Excerpted text:
## BEGIN

# new to forum, with a tracker question



## ejohnp (Oct 2, 2014)

New to this forum, but have been shooting for 50+ years. Mostly rifle, but a little pistol. I have been looking for a .22 convertible for a while, and a dealer I checked had the 992 in stock, and I fell in love with it. I liked the feel, the sites (eyes are getting old), trigger pull, etc. I took it home and was impressed with it's accuracy. I had a problem however with spent casings sticking in the 22 mag cylinder. To get them out with the ejector you had to actually drive it in with a mallet or bumping it on the table, etc. I could use an awl with a screwdriver handle and push them out by hand or sometimes bump them a little. Using the awl 3 would come out easily, but the rest had to be forced. Some would move a little then stick, other would be stuck to begin with. Cleaning did not help, and if the spent cartridges were reinserted they were tight still. I returned it to Taurus, and they sent it back last week, and using a light I could see some minor hone marks in the chambers. However, the spent cartridges still stick, just not quite as tight as before. If I use the CCI Green (lead free) cartridges I can eject them by hitting the end of the rod 2 or 3 times with the heal of my hand. If I use the Winchester V-MAX (ballistic tip), they are stuck just as bad as originally, still with 3 that will come out easily, but with the rest sticking tight. Looking through the barrel and inspecting each chamber with the empty brass still inside it appears that the chambers are not all lining up the same, possibly a wobble on the cylinder axis. It is currently on it's way back to Taurus, but I was curious if anyone else has run into this problem or heard about it


----------



## Steve M1911A1 (Feb 6, 2008)

Ah, once again we hear about Taurus's non-existent quality control!

Honing the chambers to make them a little larger will not solve your problem. Instead, they need to be _smoother_.

First of all-I hate to ask-are you sure that the .22 Magnum cylinder is properly chambered for that cartridge? If there is a slight ridge at the front of the chamber, as if the cylinder started life as a .22 LR, the longer Magnum cartridge will "lock onto" that ridge when the case expands upon being fired.

Similarly, if there is _any_ roughness in the chambers, the expanded case will "lock onto" it, making extraction difficult. Making the chamber bigger in diameter without afterward removing the roughness won't solve the problem.

## END

What is being asked:
Answer these questions from the forum thread:
1. With which cartridges could the spent cases be ejected by striking the end of the rod two or three times?
2. When the awl was used, how many spent casings came out easily?
3. According to the reply, what do the chambers need to be instead of larger?
The listing that follows is separate material and is unrelated to the forum thread.

Data excerpt:
## BEGIN

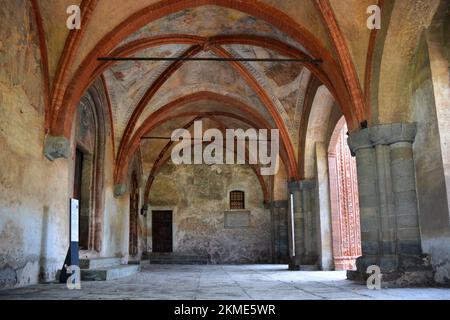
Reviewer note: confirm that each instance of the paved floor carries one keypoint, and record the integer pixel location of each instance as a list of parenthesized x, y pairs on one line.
[(201, 282)]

## END

Output of the task:
1. CCI Green (lead free)
2. Three
3. Smoother